▸ **Page text**:
As mentioned in my recent post “How to win better Clients with Choice Architecture”, fee proposal writers have the power to influence the design services that people buy… that influence comes with great responsibility!

Please exercise that responsibility carefully. The aim of this article is to promote LEED Certification and Well/Biophilic design services that provide a better outcome for the building owner and the end user. Please be mindful of your professional codes of conduct when implementing the ‘Decoy Effect’ pricing strategy.

What is the Decoy Effect?

The Decoy Effect (also called the asymmetric dominance effect) refers to the way in which human beings tend to be ‘influenced’ by the presence of an inferior (less dominant) option, when choosing between a range of similar products and/or services.

The less dominant (decoy option) acts like a silent force ‘nudging’ consumers towards an option they may not have otherwise chosen.  

Note: ‘Nudging‘ is a term that was first defined by Nobel Prize winner (2017) Richard Thaler and Cass Sunstein – pioneers of Nudge Theory.

How does the Decoy Effect work?

Example # 1: The Decoy Effect and Newspaper Subscriptions

In his book, Predictably Irrational, the world famous behavioral finance expert and New York Times best-selling author, Dan Ariely described how The Economist applied the Decoy Effect with great results (albeit by mistake).

Anyone who was thinking about subscribing to the Economist was presented with three subscription options:

Option 1 – Digital Subscription Only for $59

Option 2 – Print Subscription Only for $125

Option 3 – Digital and Print Subscription for $125

At first glance it seems strange that option 2 and 3 would be offered at the same price point… so Ariely decided to find out why by testing the pricing strategy on a group of MIT students.

According to the study, when the above three subscription options were offered, 16 percent of participants opted for the most affordable option – Option 1 (Digital Only), nobody opted for Option 2 (Print Only), and an incredible 84 percent opted for the most expensive option – Option 3 (Digital and Print).

LEED Certification and the Decoy Effect
Image by Blue Turtle Consulting

So, if nobody is subscribing to Option 2 (Print Only) why continue to offer it as an option? Let’s find out.

Ariely repeated the study but this time he removed the unpopular Option 2 (Print Only) leaving just the most affordable and most expensive options – Options 1 and Option 3.

Option 1 – Digital Subscription Only for $59

Option 3 – Digital and Print Subscription for $125

On this occasion he found that the subscription preferences of this group of participants had completely reversed. 

In the absence of Option 2 (Print Only), the number of participants who chose the most affordable option – Option 1 (Digital Only) increased from 16 percent to 68 percent, while the number of participants who chose the most expensive option – Option 3 (Digital and Print) decreased from 84 percent to 32 percent.

LEED Certification and the Decoy Effect
Image by Blue Turtle Consulting

Why the change in preference?

It would appear that Option 2 (Print Only), provided the perfect decoy subscription option – its mere presence encouraged more participants to see the benefits afforded by Option 3 (Digital and Print) thus helping to increase revenue by over 40%.

This is how the Decoy Effect works – the less dominant option serves as a necessary benchmark to help promote the benefits of the more dominant option.

▸ **Short task a**:
Copy the records word for word, from their start through the line that contains "x=966, y=294".
The article and the records are unrelated pieces of material.

▸ **Task inputs**:
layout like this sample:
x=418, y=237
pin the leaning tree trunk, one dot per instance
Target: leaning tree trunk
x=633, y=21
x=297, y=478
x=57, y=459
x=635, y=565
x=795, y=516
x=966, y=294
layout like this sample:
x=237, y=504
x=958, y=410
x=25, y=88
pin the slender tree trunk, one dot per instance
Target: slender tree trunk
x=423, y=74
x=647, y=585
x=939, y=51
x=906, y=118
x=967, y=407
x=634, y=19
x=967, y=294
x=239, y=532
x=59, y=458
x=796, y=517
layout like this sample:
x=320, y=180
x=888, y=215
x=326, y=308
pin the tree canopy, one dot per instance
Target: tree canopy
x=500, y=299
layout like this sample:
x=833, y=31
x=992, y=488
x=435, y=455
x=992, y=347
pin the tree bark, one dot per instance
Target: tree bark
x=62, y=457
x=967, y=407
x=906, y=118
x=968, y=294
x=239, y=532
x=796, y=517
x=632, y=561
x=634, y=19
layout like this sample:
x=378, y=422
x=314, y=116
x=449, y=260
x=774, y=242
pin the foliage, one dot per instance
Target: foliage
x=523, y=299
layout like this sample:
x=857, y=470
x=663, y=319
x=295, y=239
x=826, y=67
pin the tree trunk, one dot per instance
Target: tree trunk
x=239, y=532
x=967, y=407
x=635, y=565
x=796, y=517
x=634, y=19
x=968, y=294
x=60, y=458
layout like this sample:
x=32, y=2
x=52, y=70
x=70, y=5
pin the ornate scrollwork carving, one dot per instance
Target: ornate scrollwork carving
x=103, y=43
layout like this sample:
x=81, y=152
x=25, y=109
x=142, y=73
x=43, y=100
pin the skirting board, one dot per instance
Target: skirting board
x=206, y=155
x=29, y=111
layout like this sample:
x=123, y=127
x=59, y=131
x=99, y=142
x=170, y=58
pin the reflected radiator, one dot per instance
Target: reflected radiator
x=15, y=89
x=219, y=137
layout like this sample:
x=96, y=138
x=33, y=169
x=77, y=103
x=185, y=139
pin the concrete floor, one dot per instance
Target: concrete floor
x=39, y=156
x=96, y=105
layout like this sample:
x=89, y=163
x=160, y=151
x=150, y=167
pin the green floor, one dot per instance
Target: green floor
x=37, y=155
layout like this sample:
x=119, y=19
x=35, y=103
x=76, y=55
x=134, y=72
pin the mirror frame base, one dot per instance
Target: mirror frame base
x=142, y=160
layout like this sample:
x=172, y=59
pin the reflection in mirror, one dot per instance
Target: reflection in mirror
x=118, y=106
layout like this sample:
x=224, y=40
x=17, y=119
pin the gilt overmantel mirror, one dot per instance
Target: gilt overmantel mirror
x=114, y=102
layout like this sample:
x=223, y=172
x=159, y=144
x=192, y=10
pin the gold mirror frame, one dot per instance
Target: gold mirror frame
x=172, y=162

▸ **Short task b**:
According to the Decoy Effect article, why is it worth keeping Option 2 (Print Only) on offer even though nobody chose it?

▸ **Complete output a**:
layout like this sample:
x=418, y=237
pin the leaning tree trunk, one dot per instance
Target: leaning tree trunk
x=633, y=21
x=297, y=478
x=57, y=459
x=635, y=565
x=795, y=516
x=966, y=294

▸ **Complete output b**:
Option 2 worked as a decoy. Its mere presence led more participants to see the benefits of Option 3 (Digital and Print), which helped raise revenue by over 40%. When it was removed, the share choosing Option 3 dropped from 84 percent to 32 percent.